_WHAT YOU SHOULD DO_:
Please write out the data from its start through the line containing "xmin=154 ymin=130 xmax=300 ymax=144", requests included, and shift each bounding box coordinate in the answers by adding -24 to it.

_Dataset records_:
════════════════════

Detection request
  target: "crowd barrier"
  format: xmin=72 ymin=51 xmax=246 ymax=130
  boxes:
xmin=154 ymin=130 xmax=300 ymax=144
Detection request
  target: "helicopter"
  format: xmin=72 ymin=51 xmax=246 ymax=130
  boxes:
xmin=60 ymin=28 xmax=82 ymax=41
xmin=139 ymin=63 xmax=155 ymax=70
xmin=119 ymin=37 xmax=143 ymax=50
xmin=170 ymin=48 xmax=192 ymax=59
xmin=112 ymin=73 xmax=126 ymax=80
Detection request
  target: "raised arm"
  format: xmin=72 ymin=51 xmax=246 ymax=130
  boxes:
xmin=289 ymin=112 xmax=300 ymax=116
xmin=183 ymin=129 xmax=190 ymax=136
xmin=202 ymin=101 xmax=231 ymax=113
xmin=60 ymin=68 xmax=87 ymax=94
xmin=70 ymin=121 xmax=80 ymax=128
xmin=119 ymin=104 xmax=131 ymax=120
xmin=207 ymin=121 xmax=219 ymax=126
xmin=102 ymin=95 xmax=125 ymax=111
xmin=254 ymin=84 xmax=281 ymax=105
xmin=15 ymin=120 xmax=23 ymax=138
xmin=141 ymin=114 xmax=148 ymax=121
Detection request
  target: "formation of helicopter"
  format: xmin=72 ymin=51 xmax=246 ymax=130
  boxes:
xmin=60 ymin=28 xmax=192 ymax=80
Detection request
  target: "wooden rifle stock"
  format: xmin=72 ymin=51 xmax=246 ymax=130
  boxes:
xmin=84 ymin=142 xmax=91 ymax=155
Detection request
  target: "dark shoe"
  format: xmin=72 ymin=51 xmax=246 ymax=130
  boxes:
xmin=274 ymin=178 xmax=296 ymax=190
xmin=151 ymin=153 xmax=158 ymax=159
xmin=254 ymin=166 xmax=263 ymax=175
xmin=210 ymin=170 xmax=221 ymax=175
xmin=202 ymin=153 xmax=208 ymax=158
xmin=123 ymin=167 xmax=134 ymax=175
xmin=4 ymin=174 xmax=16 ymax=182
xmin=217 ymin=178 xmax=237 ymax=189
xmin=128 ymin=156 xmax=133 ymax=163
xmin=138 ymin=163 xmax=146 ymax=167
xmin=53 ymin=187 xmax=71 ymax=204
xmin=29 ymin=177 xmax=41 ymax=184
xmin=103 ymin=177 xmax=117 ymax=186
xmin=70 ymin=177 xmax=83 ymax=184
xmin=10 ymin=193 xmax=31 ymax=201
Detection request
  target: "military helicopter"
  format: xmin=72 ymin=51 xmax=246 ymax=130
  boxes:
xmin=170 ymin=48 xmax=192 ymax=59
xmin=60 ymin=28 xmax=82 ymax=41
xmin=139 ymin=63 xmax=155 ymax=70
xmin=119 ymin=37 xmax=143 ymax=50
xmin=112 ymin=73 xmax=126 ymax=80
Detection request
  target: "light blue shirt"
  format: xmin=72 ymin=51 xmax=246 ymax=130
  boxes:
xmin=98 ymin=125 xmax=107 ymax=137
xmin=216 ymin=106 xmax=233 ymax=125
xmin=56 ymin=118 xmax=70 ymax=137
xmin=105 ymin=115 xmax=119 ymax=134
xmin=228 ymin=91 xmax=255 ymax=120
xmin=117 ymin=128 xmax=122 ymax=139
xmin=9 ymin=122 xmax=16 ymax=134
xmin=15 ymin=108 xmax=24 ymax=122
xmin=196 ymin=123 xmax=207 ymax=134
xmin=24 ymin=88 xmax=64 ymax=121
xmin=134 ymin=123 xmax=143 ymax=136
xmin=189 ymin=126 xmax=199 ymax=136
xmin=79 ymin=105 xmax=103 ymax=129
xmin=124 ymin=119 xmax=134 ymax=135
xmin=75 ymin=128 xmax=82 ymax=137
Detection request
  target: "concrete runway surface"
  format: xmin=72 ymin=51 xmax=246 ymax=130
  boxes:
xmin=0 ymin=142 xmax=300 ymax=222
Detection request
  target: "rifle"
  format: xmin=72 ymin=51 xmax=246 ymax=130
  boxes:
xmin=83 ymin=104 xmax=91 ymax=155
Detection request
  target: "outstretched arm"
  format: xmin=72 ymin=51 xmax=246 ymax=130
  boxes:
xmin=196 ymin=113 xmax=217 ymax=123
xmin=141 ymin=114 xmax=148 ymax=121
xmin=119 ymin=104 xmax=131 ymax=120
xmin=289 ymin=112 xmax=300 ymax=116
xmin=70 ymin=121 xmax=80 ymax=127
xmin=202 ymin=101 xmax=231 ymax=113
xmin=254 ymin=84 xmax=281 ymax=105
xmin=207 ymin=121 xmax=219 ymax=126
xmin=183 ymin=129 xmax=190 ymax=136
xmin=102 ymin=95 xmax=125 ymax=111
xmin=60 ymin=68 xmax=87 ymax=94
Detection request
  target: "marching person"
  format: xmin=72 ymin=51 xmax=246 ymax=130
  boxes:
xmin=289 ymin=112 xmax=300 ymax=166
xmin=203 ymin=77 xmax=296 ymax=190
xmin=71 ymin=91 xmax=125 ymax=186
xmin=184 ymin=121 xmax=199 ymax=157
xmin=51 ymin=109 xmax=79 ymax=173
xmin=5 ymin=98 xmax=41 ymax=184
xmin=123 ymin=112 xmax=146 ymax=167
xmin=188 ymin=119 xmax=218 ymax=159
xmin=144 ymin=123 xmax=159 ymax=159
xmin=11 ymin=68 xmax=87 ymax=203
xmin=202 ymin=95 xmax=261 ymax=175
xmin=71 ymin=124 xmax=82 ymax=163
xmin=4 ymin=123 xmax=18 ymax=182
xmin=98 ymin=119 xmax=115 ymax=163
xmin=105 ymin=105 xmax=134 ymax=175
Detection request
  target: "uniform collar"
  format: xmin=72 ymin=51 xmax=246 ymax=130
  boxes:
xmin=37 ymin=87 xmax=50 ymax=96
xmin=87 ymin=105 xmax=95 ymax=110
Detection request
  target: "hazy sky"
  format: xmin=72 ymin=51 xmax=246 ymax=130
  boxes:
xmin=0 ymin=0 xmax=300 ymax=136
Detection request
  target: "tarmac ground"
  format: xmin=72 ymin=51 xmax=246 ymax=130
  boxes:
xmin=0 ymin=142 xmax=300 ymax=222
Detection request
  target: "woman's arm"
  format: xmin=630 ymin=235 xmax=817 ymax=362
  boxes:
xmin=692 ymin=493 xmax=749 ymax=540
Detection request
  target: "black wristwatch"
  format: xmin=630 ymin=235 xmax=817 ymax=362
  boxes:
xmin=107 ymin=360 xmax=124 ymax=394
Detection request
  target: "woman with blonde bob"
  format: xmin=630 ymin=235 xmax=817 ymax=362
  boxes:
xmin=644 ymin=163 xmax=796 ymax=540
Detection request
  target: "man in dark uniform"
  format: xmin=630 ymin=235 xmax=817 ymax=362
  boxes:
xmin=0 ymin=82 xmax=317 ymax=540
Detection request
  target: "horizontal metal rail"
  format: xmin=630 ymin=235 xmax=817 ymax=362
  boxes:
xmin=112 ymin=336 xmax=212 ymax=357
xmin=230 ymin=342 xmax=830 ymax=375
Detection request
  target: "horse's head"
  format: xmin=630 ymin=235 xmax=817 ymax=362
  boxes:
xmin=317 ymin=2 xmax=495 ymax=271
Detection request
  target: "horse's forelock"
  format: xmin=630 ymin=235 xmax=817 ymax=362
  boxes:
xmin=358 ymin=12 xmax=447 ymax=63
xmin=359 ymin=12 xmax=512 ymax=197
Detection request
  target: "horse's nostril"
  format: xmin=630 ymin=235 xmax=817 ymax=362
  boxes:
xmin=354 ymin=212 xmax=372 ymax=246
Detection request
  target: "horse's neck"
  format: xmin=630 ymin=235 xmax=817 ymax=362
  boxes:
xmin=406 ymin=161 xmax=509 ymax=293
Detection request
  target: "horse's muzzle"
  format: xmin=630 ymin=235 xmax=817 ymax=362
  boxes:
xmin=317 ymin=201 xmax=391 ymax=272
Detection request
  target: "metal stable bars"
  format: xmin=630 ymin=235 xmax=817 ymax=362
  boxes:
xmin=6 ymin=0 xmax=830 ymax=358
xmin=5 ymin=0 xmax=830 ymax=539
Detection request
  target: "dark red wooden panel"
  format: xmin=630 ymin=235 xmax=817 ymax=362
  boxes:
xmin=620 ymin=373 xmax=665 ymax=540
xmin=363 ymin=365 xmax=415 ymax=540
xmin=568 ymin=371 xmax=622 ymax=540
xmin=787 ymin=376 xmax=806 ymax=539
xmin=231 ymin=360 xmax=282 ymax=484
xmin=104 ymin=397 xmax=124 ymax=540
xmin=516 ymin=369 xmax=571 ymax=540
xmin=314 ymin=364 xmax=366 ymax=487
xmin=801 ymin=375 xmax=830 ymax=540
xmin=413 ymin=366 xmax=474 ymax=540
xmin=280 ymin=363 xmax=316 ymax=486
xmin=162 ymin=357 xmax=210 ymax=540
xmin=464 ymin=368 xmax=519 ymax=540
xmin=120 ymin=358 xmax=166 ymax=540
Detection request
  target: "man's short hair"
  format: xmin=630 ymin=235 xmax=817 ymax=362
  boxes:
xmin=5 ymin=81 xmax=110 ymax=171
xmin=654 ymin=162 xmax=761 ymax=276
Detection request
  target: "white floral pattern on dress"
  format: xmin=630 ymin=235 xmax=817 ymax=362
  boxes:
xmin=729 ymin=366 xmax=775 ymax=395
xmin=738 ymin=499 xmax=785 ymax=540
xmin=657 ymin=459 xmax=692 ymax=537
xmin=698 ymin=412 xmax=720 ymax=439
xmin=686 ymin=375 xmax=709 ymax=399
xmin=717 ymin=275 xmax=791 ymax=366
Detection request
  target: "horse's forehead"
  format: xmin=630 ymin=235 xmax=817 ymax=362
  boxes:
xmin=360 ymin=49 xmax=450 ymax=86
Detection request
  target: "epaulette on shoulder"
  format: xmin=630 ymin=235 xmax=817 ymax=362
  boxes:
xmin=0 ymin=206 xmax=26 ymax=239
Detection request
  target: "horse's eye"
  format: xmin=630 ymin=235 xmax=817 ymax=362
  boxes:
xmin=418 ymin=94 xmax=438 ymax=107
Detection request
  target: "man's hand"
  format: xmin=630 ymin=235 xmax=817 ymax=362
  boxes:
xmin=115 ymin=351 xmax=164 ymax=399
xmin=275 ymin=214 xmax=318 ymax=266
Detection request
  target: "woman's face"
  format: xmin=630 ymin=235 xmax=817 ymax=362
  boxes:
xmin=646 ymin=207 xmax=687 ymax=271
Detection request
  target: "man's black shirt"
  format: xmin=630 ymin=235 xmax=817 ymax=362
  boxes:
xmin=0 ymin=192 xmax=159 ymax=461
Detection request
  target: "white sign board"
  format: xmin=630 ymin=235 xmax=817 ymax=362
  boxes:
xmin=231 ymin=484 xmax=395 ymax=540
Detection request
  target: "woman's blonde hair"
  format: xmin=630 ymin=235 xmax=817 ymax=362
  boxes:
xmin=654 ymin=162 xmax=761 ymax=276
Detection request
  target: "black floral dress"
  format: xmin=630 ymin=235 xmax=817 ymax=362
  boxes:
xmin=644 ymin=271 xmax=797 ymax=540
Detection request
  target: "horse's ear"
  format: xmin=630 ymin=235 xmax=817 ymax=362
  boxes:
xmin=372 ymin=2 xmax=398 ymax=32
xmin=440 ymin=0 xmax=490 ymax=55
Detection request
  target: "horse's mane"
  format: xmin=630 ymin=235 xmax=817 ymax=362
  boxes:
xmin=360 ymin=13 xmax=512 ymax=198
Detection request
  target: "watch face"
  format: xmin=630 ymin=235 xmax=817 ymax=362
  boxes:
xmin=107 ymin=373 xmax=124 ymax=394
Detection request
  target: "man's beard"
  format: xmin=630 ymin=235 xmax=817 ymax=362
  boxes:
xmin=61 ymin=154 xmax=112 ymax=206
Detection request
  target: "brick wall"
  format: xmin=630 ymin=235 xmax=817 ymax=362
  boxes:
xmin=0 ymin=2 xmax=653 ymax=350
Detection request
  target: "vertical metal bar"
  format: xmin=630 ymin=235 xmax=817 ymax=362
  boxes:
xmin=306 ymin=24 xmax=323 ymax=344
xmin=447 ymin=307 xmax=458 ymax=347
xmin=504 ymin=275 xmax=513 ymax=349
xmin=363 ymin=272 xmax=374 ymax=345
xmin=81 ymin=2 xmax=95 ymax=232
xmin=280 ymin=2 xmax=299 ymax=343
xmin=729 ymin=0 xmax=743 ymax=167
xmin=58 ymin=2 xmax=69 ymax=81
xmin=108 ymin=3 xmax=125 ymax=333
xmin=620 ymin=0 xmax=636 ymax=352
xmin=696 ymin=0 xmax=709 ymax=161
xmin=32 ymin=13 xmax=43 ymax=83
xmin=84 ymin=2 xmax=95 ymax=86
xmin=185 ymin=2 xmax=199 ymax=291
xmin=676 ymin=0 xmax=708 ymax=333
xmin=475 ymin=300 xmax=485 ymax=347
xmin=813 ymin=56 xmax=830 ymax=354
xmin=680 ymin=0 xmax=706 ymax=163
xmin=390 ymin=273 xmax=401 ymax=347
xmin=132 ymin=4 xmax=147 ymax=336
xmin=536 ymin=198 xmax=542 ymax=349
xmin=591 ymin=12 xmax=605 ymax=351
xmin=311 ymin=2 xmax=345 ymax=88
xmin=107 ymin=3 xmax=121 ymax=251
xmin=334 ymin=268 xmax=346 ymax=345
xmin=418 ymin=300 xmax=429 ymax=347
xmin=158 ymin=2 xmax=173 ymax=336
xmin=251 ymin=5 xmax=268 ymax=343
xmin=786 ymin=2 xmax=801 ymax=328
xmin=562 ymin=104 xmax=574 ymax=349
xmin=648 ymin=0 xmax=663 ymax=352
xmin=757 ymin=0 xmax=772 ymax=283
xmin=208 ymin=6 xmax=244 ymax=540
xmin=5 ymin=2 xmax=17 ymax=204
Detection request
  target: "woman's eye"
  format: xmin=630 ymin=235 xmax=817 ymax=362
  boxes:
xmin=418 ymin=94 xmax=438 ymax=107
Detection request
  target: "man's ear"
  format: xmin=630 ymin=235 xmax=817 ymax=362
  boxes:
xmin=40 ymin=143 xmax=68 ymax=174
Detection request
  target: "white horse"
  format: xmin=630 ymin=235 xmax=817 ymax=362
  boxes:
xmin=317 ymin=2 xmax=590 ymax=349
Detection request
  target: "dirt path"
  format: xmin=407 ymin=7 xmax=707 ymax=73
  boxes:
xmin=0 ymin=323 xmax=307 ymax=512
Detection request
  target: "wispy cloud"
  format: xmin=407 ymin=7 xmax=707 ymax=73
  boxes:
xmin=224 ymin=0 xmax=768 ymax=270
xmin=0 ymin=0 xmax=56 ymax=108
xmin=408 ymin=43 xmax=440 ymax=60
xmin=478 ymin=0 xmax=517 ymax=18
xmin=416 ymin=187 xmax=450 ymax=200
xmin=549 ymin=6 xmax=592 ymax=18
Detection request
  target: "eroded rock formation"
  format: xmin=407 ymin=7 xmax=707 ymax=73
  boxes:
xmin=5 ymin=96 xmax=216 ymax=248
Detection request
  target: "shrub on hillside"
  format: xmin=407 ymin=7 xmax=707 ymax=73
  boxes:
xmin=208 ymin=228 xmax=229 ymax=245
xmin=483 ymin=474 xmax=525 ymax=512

════════════════════

_RESULT FOR THIS EXERCISE_:
Detection request
  target: "crowd barrier"
  format: xmin=72 ymin=51 xmax=246 ymax=130
  boxes:
xmin=130 ymin=106 xmax=276 ymax=120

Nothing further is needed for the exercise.